Seria demasiado redutor ceder à tentação do patriotismo pateta, do eu bem vos disse crítico, e reduzir Extrasolar a "Afrotrip", o primeiro single dele retirado e que é, segundo os Frikstailers, inspirado «pelos sons do underground lisboeta». Seria, porque a questão do «underground lisboeta» começa a saturar, tal como a propaganda turística em torno do rótulo «nova Lisboa». Seria, porque os Frikstailers olharam para essa Lisboa como voyeurs, e a sua opinião - ou visão - não nos interessa, ou não devia interessar, absolutamente nada. E seria porque "Afrotrip" nem sequer é a melhor malha do disco (boa, ainda assim).
 
Antes dela há todo um cosmos por descobrir, um realismo mágico argentino que foi pregado aos céus como as estrelas de um terraplanista que não levantou nunca o seu pescoço. Há "Cosmic Trip", que parece disco nórdico, mas onde encontramos - sabe-se lá porquê; talvez os samples, formando cantares estranhos - algo de escandalosamente "tradicional", uma imagem de um indígena construindo um foguetão; e logo a seguir há a furiosa "Brinca", que faz a ponte entre Atalanta e Mictlantecuhtli, trap para se dançar no topo do Templo Mayor.

§ MATERIAL FORNECIDO
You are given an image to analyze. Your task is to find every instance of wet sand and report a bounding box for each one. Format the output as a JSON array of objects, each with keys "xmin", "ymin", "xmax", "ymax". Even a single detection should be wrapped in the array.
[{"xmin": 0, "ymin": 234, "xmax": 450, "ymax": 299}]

§ EXERCÍCIOS
(a) Segundo a crítica ao disco Extrasolar, qual foi o primeiro single retirado do disco?
(b) Indique se cada afirmação concorda com a crítica ao disco Extrasolar e cite as palavras que o decidem.
(i) Os Frikstailers afirmam que "Afrotrip" foi inspirado pelos sons do underground lisboeta.
(ii) A crítica considera "Afrotrip" a melhor faixa do disco.
(iii) "Brinca" surge logo depois de "Cosmic Trip".
(c) Retome a crítica ao disco Extrasolar a partir do ponto em que termina.

§ RESPOSTAS
(a) O primeiro single retirado de Extrasolar foi "Afrotrip".

(b)
(i) Sim: "segundo os Frikstailers, inspirado «pelos sons do underground lisboeta»".
(ii) Não: "nem sequer é a melhor malha do disco".
(iii) Sim: "e logo a seguir há a furiosa "Brinca"".

(c)
 
Extrasolar não é uma fusão rara - elementos tradicionais aliados a uma certa ideia de futuro, tudo sob o jugo da electrónica mais dançável -, mas funciona tão bem ou melhor do que qualquer outra, deixando de lado a ideia de novelty para construir uma linguagem rica e, acima de tudo, cativante. Basta observar "Telotihuán", "Heridas" ou "El Mito" para o perceber, juntamente com qualquer uma das anteriores. Só não se escreva que fazem parte de algo como «a nova América Latina». É que não nos queremos enjoar nem queremos que eles se estraguem.